**Extrait fourni**
La maison d’édition indépendante Le Gospel fête ses deux ans le 25 avril à la Librairie Olympique lors d’une soirée de rencontres et de musique où seront notamment présents l’auteur Thomas E. Florin et le traducteur Alex Ratcharge. Pour l’occasion, rencontre avec son fondateur, Adrien Durand, afin d’en savoir plus sur la création de la maison d’édition, les défis liés à la gestion d’un tel projet et ce qu’il prépare pour les mois à venir.
Crédit photo : Romance Durand
Le Type : Le Gospel fête ses deux ans cette année. Quand tu as lancé la maison d’édition, combien de temps tu te voyais tenir ?
En réalité, le véritable anniversaire du Gospel était en octobre, mais je n’avais pas eu le temps d’organiser d’événements à ce moment-là. Je le fête en décalé ; il s’agit plutôt des deux ans et demi du projet. On a aussi fait un événement à Paris au mois de février dernier. Je voulais monter la maison d’édition l’année de mes 40 ans. C’est un peu ma crise de la quarantaine. J’espère que ça durera longtemps. Et, en même temps, je n’ai pas non plus spécialement la certitude que ça dure. Je ne suis pas trop attaché non plus à ce que les choses soient très sanctifiées. Tant que ça dure, c’est bien.
Je fais seul ce que font certaines maisons d’édition avec 5, 6 ou 10 personnes.
Adrien Durand (Le Gospel)

Quel bilan tires-tu de ces deux années d’expérience de gestion d’une maison d’édition ?
C’est un bilan qui est positif. Il y a forcément des choses qui se sont plus ou moins bien passées. L’écho qu’a rencontré le projet est très positif. Je reçois beaucoup d’encouragements et je n’ai pas l’impression d’avoir pris la place de quelqu’un. C’était l’idée de départ : faire une maison d’édition qui n’existe pas plutôt que d’aller concurrencer les autres. On trouve un lectorat.

**Données fournies**
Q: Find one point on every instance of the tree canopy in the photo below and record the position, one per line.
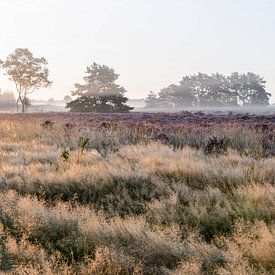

**Vos tâches**
**1)** Selon l'entretien avec Adrien Durand, en quelle année de sa vie souhaitait-il monter la maison d'édition ?
**2)** Relevez toutes les personnes nommées dans l'entretien avec Adrien Durand.
**3)** Poursuivez l'entretien avec Adrien Durand à partir de sa dernière phrase.

**Réponses**
**1)** L'année de ses 40 ans.

**2)** Thomas E. Florin, Alex Ratcharge, Adrien Durand, Romance Durand

**3)**
À côté, il y a la partie plus négative : entrepreneuriale, économique. C’est la plus difficile parce que même s’il s’agit d’un projet de niche, on a les mêmes exigences que des gens qui font des projets commerciaux. Et, en même temps, aujourd’hui, mis à part des personnes qui m’aident un peu pour les maquettes ou la création des visuels par exemple, je fais seul ce que font certaines maisons d’édition avec 5, 6 ou 10 personnes. C’est très stimulant mais je me sens en même temps submergé par la hauteur de la tâche.
Quand on est indépendant, ce qui est précieux c’est qu’on est totalement libre de nos choix, notamment éditoriaux. Ce qui est plus difficile, c’est que chaque projet met potentiellement en péril l’ensemble de la maison.
Adrien Durand (Le Gospel)


Cette situation est-elle liée au caractère indépendant du projet ? L’édition est un secteur de plus en plus concentré. Pourquoi est-ce important pour toi de maintenir cette indépendance ?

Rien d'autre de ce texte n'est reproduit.